- **Exercise brief**
Copy the material below word for word, starting at its first line and stopping after the line that holds "x=852 y=330". Leave out the pictures.

- **Items**
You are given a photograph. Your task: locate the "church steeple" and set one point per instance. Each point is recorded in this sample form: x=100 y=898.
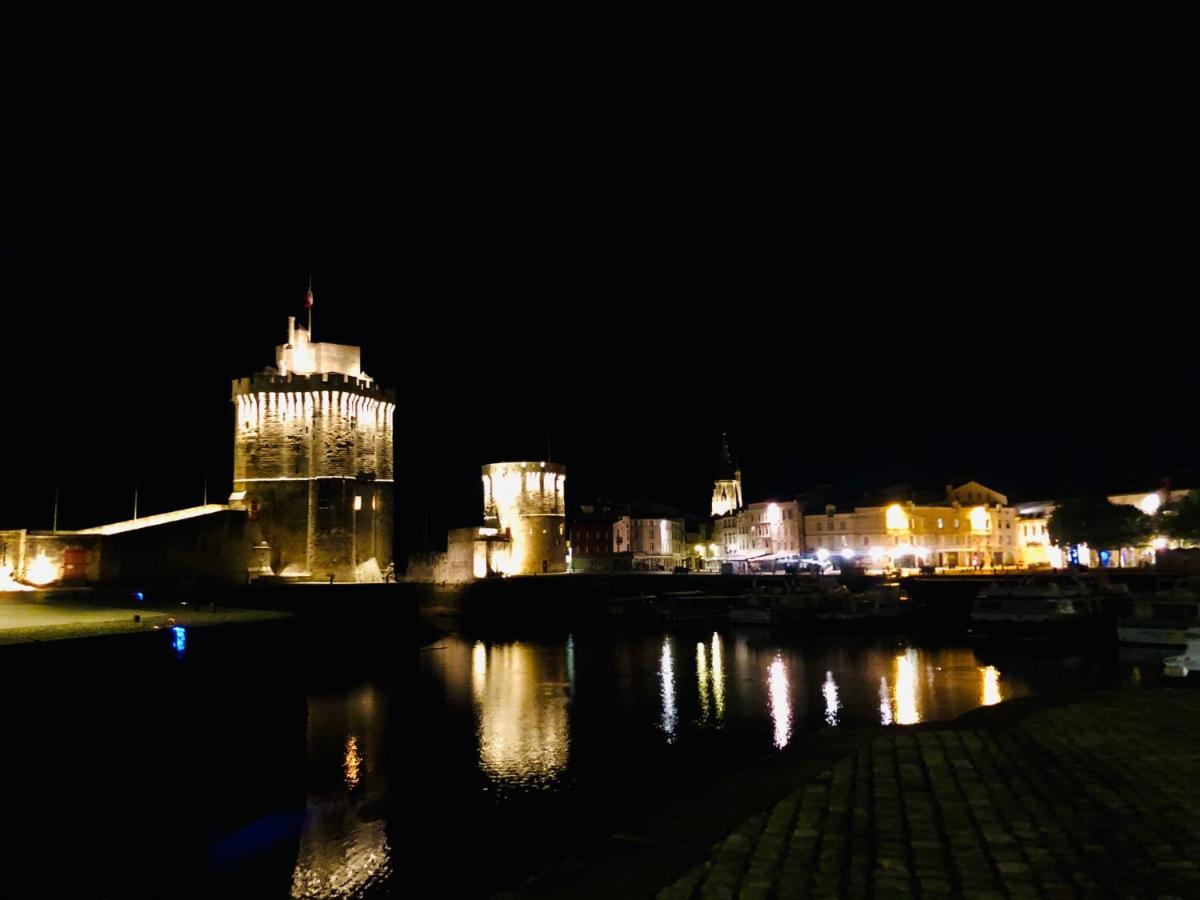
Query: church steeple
x=727 y=486
x=725 y=471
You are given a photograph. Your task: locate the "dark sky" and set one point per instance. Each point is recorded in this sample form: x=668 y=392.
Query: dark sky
x=853 y=316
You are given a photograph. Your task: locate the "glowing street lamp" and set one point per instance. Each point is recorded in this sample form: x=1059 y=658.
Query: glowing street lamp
x=41 y=571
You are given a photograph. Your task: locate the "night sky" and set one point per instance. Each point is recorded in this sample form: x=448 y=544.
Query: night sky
x=852 y=330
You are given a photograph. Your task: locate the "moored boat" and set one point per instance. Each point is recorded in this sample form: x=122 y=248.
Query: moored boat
x=1163 y=617
x=1186 y=665
x=1061 y=609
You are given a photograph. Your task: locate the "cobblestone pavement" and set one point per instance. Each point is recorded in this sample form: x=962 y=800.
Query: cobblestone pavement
x=1096 y=798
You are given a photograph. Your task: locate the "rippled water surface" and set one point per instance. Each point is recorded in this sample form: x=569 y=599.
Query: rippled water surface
x=199 y=763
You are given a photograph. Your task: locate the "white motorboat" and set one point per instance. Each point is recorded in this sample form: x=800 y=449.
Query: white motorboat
x=1163 y=617
x=1060 y=609
x=1188 y=663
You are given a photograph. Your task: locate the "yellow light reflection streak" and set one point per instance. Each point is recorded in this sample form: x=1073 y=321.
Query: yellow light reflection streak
x=523 y=735
x=352 y=765
x=989 y=687
x=906 y=688
x=718 y=679
x=832 y=705
x=780 y=702
x=666 y=673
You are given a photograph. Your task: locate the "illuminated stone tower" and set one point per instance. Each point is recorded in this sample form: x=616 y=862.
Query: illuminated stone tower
x=526 y=499
x=727 y=486
x=312 y=462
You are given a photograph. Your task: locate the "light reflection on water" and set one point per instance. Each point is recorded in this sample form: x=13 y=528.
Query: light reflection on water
x=718 y=679
x=907 y=711
x=521 y=708
x=666 y=676
x=780 y=702
x=343 y=843
x=989 y=688
x=829 y=689
x=523 y=695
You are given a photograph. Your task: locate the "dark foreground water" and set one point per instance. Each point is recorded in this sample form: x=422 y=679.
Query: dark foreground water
x=262 y=762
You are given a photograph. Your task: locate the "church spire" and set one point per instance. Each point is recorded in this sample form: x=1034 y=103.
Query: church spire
x=726 y=466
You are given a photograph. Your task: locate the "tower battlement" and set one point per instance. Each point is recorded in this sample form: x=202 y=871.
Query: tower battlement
x=267 y=382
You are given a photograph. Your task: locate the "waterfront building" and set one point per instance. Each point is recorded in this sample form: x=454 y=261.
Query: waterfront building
x=313 y=463
x=652 y=543
x=592 y=544
x=973 y=528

- **Result**
You are given a photograph. Your task: locate the "church steeple" and set one point per instance. Each point is recorded in this sample form: x=100 y=898.
Query: church steeple
x=727 y=486
x=725 y=471
You are given a photograph. Your task: locate the "dark sky" and set one point per instance. Each point is recorded in this sample form: x=668 y=392.
Query: dark sky
x=853 y=316
You are given a photograph. Your task: locate the "glowing street lamp" and set one point per instance. Each point is recorded in this sample form: x=1059 y=658.
Query: glowing street lamp
x=41 y=571
You are given a photograph. Your task: locate the "night sky" and set one point per instance. Each point is recorded in this sample form: x=448 y=544.
Query: night sky
x=852 y=330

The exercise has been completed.